• [SOURCE DOCUMENT]
Booking.com provides both an overall rating and a separate room score. What's the gap?

In [None]:
has_both = booking.dropna(subset=['room_score']).copy()
has_both['gap'] = has_both['room_score'] - has_both['rating']

room_higher = (has_both['gap'] > 0).sum()
room_equal = (has_both['gap'] == 0).sum()
room_lower = (has_both['gap'] < 0).sum()

print(f'Hotels analyzed: {len(has_both)}')
print(f'Room > Overall: {room_higher} ({room_higher/len(has_both)*100:.0f}%)')
print(f'Room = Overall: {room_equal} ({room_equal/len(has_both)*100:.0f}%)')
print(f'Room < Overall: {room_lower} ({room_lower/len(has_both)*100:.0f}%)')
print(f'Mean gap: +{has_both["gap"].mean():.2f}')

In [None]:
fig, (ax1, ax2) = plt.subplots(1, 2, figsize=(15, 7), gridspec_kw={'width_ratios': [1, 1.4]})

sizes = [room_higher, room_equal, room_lower]
pie_colors = [ACCENT, YELLOW, RED]
wedges, texts, _ = ax1.pie(sizes, colors=pie_colors, startangle=90, autopct='',
                            textprops={'color': '#FFFFFF', 'fontsize': 11},
                            pctdistance=0.75, labeldistance=1.15)

• [TASK INPUTS]
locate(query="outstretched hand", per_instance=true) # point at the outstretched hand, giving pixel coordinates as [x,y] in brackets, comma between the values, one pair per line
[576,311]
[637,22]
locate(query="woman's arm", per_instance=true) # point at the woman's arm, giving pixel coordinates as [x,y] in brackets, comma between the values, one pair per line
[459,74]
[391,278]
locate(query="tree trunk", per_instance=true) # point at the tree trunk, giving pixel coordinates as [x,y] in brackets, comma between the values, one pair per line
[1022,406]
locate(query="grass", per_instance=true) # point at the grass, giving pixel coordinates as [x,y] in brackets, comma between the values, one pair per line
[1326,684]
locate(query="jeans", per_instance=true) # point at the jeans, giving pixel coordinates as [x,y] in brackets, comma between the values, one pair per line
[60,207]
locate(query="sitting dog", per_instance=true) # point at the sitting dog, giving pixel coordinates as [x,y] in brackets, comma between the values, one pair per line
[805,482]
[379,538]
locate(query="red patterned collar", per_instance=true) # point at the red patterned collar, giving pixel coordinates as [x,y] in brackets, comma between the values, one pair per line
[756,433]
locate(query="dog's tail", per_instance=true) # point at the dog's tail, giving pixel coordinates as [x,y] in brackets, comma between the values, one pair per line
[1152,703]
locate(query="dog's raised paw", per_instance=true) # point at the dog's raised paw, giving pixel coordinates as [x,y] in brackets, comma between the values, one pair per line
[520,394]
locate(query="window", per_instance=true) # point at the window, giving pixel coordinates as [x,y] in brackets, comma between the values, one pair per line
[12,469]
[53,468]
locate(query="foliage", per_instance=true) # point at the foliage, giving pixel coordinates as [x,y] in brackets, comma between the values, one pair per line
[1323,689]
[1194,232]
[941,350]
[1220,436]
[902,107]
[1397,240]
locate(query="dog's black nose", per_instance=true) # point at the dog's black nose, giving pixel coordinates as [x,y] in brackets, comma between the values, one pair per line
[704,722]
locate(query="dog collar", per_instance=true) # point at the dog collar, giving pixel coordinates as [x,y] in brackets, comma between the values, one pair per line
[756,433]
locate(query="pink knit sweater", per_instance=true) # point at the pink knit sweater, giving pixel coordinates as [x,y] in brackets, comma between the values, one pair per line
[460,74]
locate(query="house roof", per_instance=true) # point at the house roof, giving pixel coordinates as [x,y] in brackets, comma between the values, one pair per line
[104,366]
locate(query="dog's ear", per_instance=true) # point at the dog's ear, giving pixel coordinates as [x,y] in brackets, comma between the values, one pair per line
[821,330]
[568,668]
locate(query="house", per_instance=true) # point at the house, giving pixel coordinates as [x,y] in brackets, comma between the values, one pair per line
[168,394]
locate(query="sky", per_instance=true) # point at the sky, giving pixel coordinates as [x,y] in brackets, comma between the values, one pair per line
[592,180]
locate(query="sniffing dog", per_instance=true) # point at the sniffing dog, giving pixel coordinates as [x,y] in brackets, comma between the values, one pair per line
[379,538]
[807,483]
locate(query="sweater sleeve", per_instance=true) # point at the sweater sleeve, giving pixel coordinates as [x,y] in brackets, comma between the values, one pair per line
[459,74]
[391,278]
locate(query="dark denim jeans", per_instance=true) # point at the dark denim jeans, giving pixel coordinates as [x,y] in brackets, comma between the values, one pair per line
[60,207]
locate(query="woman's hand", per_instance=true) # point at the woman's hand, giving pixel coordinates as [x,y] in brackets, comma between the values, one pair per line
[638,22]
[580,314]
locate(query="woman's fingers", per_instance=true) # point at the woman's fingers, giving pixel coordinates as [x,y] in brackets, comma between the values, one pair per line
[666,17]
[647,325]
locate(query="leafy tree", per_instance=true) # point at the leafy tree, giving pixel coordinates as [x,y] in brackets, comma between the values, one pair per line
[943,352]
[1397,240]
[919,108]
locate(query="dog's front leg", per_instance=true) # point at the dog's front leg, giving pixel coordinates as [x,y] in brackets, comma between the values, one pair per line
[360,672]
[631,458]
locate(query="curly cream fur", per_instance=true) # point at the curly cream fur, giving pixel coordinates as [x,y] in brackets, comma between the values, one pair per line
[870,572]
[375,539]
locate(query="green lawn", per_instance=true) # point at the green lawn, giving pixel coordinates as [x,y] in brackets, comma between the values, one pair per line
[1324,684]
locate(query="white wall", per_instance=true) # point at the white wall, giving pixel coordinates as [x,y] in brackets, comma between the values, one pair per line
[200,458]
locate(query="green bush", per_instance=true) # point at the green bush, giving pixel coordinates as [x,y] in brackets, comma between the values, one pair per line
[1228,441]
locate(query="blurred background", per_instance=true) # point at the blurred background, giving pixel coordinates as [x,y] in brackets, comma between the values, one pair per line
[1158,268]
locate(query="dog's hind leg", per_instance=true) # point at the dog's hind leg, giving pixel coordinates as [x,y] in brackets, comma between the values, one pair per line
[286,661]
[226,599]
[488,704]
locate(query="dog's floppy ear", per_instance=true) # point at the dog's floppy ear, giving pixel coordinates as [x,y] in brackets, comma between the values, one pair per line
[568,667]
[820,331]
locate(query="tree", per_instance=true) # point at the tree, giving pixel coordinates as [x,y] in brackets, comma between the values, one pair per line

• [EXERCISES TO COMPLETE]
1. Can you repeat the Booking.com rating comparison verbatim, between "Booking.com provides both" and "(has_both['gap'] == 0).sum()", inclusive?
2. Would you reproduce the rows verbatim, between the line holding "the dog's floppy" and the last line of the rows, inclusive?

• [FINAL RESULTS]
1.
Booking.com provides both an overall rating and a separate room score. What's the gap?

In [None]:
has_both = booking.dropna(subset=['room_score']).copy()
has_both['gap'] = has_both['room_score'] - has_both['rating']

room_higher = (has_both['gap'] > 0).sum()
room_equal = (has_both['gap'] == 0).sum()

2.
locate(query="dog's floppy ear", per_instance=true) # point at the dog's floppy ear, giving pixel coordinates as [x,y] in brackets, comma between the values, one pair per line
[568,667]
[820,331]
locate(query="tree", per_instance=true) # point at the tree, giving pixel coordinates as [x,y] in brackets, comma between the values, one pair per line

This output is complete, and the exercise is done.